» Work required
Your task is to transcribe all of the records exactly and leave out the pictures.

[Annotated photo localization data]
----

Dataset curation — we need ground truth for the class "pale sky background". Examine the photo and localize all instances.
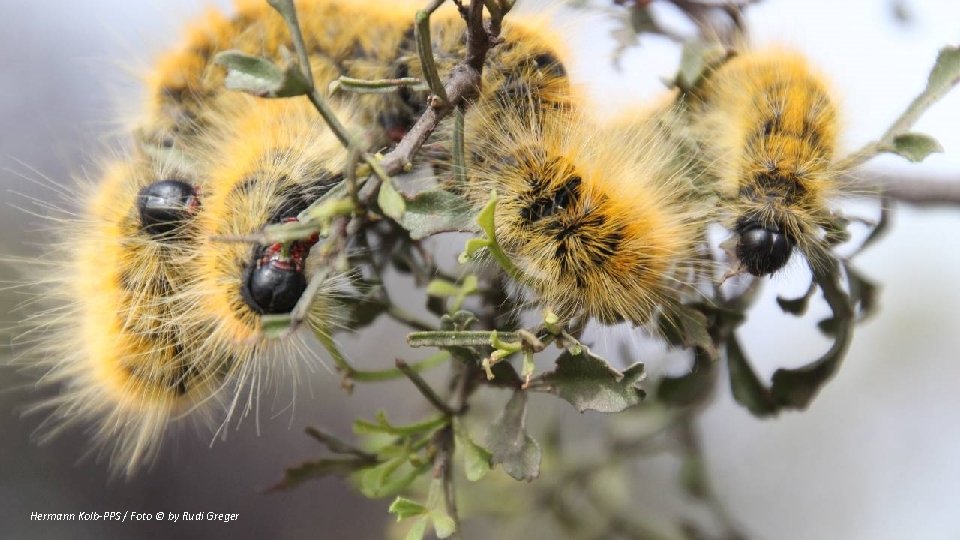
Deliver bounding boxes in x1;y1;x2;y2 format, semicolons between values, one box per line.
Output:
0;1;958;539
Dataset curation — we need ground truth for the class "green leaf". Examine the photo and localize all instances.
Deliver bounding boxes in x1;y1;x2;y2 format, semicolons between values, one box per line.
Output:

----

» Result of the task
Dataset curation — we need ground truth for the class "pale sky background". Examine the photo and localize all instances.
Deliver bounding boxes in x1;y1;x2;y2 format, semicolons between values, one box per line.
Output:
0;1;958;539
Dataset curation — we need ground truth for the class "green leaf". Examine the photo and localize all instances.
Deliver bounding boxes in x1;y1;x2;y2 format, semicolons between values, one box per line.
Output:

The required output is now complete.